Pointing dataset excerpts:
⁂
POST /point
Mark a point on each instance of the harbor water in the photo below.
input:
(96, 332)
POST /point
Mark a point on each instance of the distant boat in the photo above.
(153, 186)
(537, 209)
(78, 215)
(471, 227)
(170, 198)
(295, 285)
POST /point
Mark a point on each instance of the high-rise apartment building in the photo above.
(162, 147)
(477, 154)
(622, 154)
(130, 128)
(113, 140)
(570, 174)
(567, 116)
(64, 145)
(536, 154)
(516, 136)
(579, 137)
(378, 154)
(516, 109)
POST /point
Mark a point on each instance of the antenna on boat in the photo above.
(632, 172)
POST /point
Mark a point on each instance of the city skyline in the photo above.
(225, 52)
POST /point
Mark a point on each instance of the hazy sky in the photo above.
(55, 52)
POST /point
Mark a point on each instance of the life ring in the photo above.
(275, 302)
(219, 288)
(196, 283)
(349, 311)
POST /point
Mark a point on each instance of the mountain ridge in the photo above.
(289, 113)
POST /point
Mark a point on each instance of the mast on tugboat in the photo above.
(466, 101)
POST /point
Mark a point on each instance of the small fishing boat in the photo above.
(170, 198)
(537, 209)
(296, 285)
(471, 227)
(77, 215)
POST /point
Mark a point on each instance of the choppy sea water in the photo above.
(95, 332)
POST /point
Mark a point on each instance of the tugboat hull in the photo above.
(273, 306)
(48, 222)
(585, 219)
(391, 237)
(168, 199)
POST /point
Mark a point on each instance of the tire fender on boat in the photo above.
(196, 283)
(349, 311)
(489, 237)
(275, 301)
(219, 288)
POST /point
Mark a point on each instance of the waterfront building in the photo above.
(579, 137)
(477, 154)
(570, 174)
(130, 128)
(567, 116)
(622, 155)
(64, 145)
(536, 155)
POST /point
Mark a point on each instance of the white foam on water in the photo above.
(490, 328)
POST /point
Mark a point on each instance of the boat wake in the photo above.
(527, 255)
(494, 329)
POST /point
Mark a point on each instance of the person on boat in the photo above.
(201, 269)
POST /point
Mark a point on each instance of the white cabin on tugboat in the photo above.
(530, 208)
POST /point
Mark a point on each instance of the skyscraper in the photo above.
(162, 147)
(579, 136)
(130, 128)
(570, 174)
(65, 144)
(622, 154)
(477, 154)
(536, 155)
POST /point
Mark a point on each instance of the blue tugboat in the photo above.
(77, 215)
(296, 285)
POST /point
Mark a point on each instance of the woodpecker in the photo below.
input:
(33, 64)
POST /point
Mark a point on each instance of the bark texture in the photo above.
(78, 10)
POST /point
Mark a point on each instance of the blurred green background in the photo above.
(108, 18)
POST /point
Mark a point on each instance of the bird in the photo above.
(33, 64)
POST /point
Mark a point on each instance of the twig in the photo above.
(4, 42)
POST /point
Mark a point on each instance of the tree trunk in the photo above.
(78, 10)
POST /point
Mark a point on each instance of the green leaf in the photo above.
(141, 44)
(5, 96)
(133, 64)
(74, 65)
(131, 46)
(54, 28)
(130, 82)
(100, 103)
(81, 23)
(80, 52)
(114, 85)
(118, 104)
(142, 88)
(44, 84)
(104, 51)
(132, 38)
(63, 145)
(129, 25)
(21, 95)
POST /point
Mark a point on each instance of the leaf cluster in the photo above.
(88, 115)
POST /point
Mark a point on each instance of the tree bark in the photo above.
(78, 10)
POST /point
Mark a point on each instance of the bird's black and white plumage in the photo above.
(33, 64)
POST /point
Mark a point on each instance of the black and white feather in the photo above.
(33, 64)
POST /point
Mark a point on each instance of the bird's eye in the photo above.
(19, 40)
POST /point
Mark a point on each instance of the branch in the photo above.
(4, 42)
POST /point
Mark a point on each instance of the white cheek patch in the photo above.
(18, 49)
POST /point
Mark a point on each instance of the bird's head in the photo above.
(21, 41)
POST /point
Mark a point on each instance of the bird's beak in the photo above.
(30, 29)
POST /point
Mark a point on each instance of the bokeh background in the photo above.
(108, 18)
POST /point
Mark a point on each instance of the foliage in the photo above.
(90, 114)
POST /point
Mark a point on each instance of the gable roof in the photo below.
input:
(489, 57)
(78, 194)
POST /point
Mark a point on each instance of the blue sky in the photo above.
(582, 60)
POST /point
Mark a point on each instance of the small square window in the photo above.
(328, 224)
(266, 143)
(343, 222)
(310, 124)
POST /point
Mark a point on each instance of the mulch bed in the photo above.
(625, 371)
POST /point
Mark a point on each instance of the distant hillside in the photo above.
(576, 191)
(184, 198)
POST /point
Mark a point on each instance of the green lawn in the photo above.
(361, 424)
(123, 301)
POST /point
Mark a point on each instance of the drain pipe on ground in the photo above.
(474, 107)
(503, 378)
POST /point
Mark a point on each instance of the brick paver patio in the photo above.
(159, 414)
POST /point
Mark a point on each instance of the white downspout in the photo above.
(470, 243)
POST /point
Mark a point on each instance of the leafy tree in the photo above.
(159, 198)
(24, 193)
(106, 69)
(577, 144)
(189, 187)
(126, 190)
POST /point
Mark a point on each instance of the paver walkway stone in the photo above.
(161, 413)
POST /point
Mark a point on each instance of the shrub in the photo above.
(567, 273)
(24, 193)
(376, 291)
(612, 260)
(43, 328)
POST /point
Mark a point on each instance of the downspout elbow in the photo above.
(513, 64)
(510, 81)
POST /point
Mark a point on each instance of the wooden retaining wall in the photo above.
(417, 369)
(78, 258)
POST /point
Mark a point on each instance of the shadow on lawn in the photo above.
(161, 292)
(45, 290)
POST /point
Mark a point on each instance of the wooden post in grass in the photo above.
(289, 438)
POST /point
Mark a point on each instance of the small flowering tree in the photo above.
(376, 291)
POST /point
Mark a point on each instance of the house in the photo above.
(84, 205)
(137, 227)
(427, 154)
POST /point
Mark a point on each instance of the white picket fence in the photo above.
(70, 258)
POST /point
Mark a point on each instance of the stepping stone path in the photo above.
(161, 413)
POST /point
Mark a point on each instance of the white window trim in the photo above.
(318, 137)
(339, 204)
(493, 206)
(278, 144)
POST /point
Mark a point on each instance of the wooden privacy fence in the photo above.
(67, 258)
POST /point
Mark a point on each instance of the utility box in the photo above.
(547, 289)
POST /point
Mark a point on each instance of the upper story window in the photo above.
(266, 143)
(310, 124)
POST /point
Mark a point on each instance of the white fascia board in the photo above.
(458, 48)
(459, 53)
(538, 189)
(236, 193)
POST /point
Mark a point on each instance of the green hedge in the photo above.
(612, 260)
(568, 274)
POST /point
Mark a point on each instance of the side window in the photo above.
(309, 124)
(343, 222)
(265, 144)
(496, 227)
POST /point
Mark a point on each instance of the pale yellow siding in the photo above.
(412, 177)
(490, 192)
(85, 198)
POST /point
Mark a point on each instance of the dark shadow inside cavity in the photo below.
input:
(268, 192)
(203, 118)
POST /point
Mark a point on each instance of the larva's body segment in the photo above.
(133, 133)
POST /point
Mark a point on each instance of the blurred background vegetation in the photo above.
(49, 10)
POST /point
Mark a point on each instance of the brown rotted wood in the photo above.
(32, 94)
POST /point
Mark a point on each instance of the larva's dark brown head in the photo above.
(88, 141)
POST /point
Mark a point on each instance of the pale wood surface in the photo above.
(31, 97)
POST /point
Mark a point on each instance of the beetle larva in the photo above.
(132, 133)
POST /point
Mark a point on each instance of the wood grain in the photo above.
⁂
§ WHAT IS BEING ASKED: Copy every line of the material, please, keeping it exactly the same.

§ WRITTEN SOLUTION:
POST /point
Mark a point on each instance of the harbor water in the photo below.
input:
(96, 332)
POST /point
Mark a point on each instance of the distant boat in the photo above.
(153, 186)
(537, 209)
(78, 215)
(471, 227)
(170, 198)
(295, 285)
POST /point
Mark a point on each instance of the high-rise apartment building in the photo above.
(162, 147)
(477, 154)
(622, 154)
(130, 128)
(113, 140)
(570, 174)
(567, 116)
(64, 145)
(536, 154)
(516, 136)
(579, 137)
(378, 154)
(516, 109)
POST /point
Mark a point on each instance of the antenna on boat in the photo above.
(632, 172)
POST /point
Mark a point on each instance of the city skyline in the photo above.
(225, 52)
POST /point
Mark a point on each instance of the hazy sky in the photo above.
(55, 52)
POST /point
Mark a point on each instance of the life ring in the photo above.
(275, 302)
(219, 288)
(196, 283)
(349, 311)
POST /point
Mark a point on each instance of the mountain ridge in the photo above.
(289, 113)
POST /point
Mark a point on each instance of the mast on tugboat in the photo above.
(466, 101)
POST /point
Mark a point on each instance of the small fishing boat in the photo above.
(170, 198)
(537, 209)
(296, 285)
(471, 227)
(77, 215)
POST /point
Mark a point on each instance of the choppy sea water in the photo above.
(95, 332)
POST /point
Mark a point on each instance of the tugboat hull in the photo above.
(273, 306)
(48, 222)
(585, 219)
(391, 237)
(168, 199)
POST /point
Mark a point on each instance of the tire fender on boat in the photo above.
(196, 283)
(349, 311)
(489, 237)
(275, 301)
(219, 288)
POST /point
Mark a point on each instance of the waterfront building in the photo above.
(579, 137)
(477, 154)
(570, 174)
(130, 128)
(567, 116)
(622, 155)
(64, 145)
(536, 155)
POST /point
Mark a point on each instance of the white foam on water in the photo above.
(490, 328)
POST /point
Mark a point on each instance of the boat wake in the photo above.
(527, 255)
(494, 329)
POST /point
Mark a point on each instance of the person on boat in the photo above.
(201, 269)
POST /point
Mark a point on each instance of the white cabin on tugboat in the photo above.
(530, 208)
POST /point
Mark a point on each instance of the skyscraper in the photo above.
(162, 147)
(579, 136)
(130, 128)
(570, 174)
(65, 144)
(622, 154)
(477, 154)
(536, 155)
POST /point
Mark a point on each instance of the blue tugboat in the photo above.
(77, 215)
(296, 285)
POST /point
Mark a point on each instance of the woodpecker in the photo below.
input:
(33, 64)
POST /point
Mark a point on each instance of the bark texture in the photo above.
(78, 10)
POST /point
Mark a point on each instance of the blurred green background in the photo above.
(108, 18)
POST /point
Mark a point on each instance of the bird in the photo above.
(33, 64)
POST /point
Mark a point on each instance of the twig in the photo above.
(4, 42)
POST /point
Mark a point on each instance of the tree trunk in the photo above.
(78, 10)
POST /point
Mark a point on each instance of the green leaf in the photo above.
(141, 44)
(5, 96)
(133, 64)
(74, 65)
(131, 46)
(54, 28)
(130, 82)
(100, 103)
(81, 23)
(80, 52)
(114, 85)
(118, 104)
(142, 88)
(44, 84)
(104, 51)
(132, 38)
(63, 145)
(129, 25)
(21, 95)
POST /point
Mark a point on each instance of the leaf cluster in the photo above.
(88, 115)
POST /point
Mark a point on each instance of the tree bark in the photo above.
(78, 10)
POST /point
Mark a point on each instance of the bird's black and white plumage in the photo above.
(33, 64)
POST /point
Mark a point on each instance of the black and white feather in the photo above.
(33, 64)
POST /point
Mark a point on each instance of the bird's eye in the photo above.
(19, 40)
POST /point
Mark a point on each instance of the branch in the photo above.
(4, 42)
POST /point
Mark a point on each instance of the white cheek patch in the photo above.
(18, 49)
POST /point
Mark a point on each instance of the bird's head in the photo above.
(21, 41)
POST /point
Mark a point on each instance of the bird's beak in the photo above.
(30, 29)
POST /point
Mark a point on each instance of the bokeh background in the photo above.
(108, 18)
POST /point
Mark a point on each instance of the foliage in the photo above.
(90, 114)
POST /point
Mark a point on each instance of the gable roof in the photo below.
input:
(489, 57)
(78, 194)
POST /point
Mark a point on each instance of the blue sky in the photo above.
(582, 60)
POST /point
Mark a point on each instance of the small square window in the photo above.
(328, 224)
(266, 143)
(343, 222)
(310, 124)
POST /point
Mark a point on each instance of the mulch bed in the photo above.
(625, 371)
POST /point
Mark a point on each instance of the distant hillside in the photo above.
(576, 191)
(184, 198)
POST /point
Mark a point on each instance of the green lawn in the photo above.
(361, 424)
(123, 301)
POST /point
Mark a point on each instance of the drain pipe on ground in the photo above.
(474, 107)
(503, 378)
POST /point
Mark a point on each instance of the brick paver patio in the photo above.
(159, 414)
POST /point
Mark a point on each instance of the white downspout in the photo above.
(470, 243)
POST /point
Mark a point on each instance of the leafy tree in the photo above.
(159, 198)
(24, 193)
(106, 69)
(577, 144)
(189, 187)
(126, 190)
POST /point
Mark a point on each instance of the paver walkway stone in the photo above.
(161, 413)
POST /point
Mark a point on each instance of the shrub in the photo above.
(567, 273)
(24, 193)
(376, 291)
(612, 260)
(43, 328)
POST /point
Mark a point on each instance of the downspout elbow in the photo above.
(513, 64)
(510, 81)
POST /point
Mark a point on each instance of the wooden retaining wall in the photo above.
(417, 369)
(78, 258)
POST /point
Mark a point on each instance of the shadow on lawn in the photo above.
(161, 292)
(45, 290)
POST /point
Mark a point on each instance of the wooden post in grass in the photo above.
(289, 438)
POST /point
Mark a point on each instance of the small flowering tree in the photo above.
(376, 291)
POST /point
Mark a point on each instance of the house in the photo above.
(84, 205)
(137, 227)
(427, 154)
POST /point
Mark a point on each instance of the white picket fence in the photo above.
(70, 258)
POST /point
Mark a point on each instance of the stepping stone path in the photo above.
(161, 413)
POST /point
Mark a point on each instance of the white window trim in the photo above.
(318, 137)
(339, 204)
(493, 206)
(278, 144)
POST /point
Mark a point on each instance of the wooden privacy fence in the photo above.
(67, 258)
POST /point
Mark a point on each instance of the utility box in the photo above.
(547, 289)
POST /point
Mark a point on each instance of the upper story window in the photo above.
(266, 143)
(310, 124)
POST /point
Mark a point on each instance of the white fascia board in the photo above.
(458, 48)
(459, 53)
(538, 189)
(236, 193)
POST /point
Mark a point on each instance of the green hedge in the photo above.
(612, 260)
(568, 274)
POST /point
Mark a point on each instance of the side window in the photo above.
(309, 124)
(343, 222)
(265, 144)
(496, 227)
POST /point
Mark a point on each instance of the pale yellow siding in the photo above.
(412, 177)
(490, 192)
(85, 198)
POST /point
Mark a point on each instance of the dark shadow inside cavity in the photo below.
input:
(268, 192)
(203, 118)
POST /point
Mark a point on each instance of the larva's body segment in the photo above.
(133, 133)
POST /point
Mark a point on each instance of the blurred background vegetation in the photo above.
(49, 10)
POST /point
Mark a point on each instance of the brown rotted wood in the photo above.
(32, 94)
POST /point
Mark a point on each instance of the larva's dark brown head in the photo above.
(88, 141)
POST /point
Mark a point on each instance of the pale wood surface in the photo above.
(31, 97)
POST /point
Mark a point on each instance of the beetle larva in the photo above.
(132, 133)
POST /point
Mark a point on each instance of the wood grain in the photo above.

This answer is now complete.